- _THE PROBLEM_:
Pick out each line in the entries below that contains the word "water", and copy those lines.

- _RECORDS_:
-*-*-

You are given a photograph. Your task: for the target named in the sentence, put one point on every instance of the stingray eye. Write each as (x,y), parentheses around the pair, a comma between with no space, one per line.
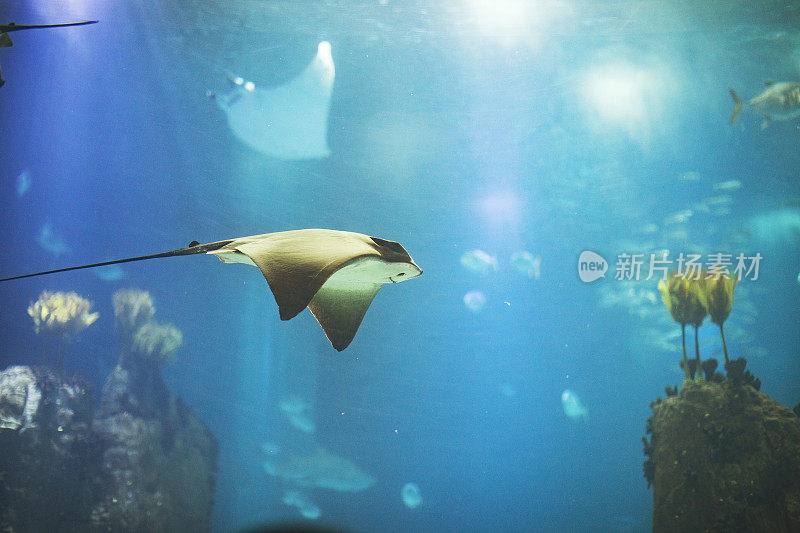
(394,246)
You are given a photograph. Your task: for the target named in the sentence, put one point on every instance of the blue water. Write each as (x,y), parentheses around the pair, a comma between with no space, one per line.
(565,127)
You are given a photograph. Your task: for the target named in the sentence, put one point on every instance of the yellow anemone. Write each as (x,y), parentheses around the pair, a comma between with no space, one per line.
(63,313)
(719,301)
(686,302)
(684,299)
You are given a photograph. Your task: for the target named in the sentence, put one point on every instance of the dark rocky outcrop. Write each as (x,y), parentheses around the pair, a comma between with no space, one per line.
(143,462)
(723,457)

-*-*-

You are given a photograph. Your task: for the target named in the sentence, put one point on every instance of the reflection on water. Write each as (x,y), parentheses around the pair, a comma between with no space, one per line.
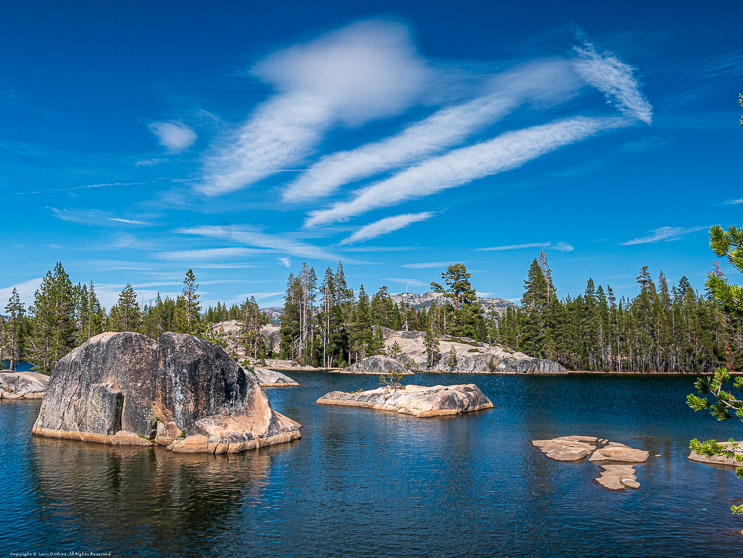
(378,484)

-*-*-

- _RESULT FOR THIS EXERCISE_:
You are given a photograph. Your task: for the target named in the sentence, put one point on every instance of the blue water. Write each as (x,y), parentheses around the pair, a comma between with no space, one per line.
You are given a photograph. Your task: for the target named in the sentence, put one point on every instance of the reflection on water. Write each as (x,y), parentheses around the pair, a comma between with no space, one per line.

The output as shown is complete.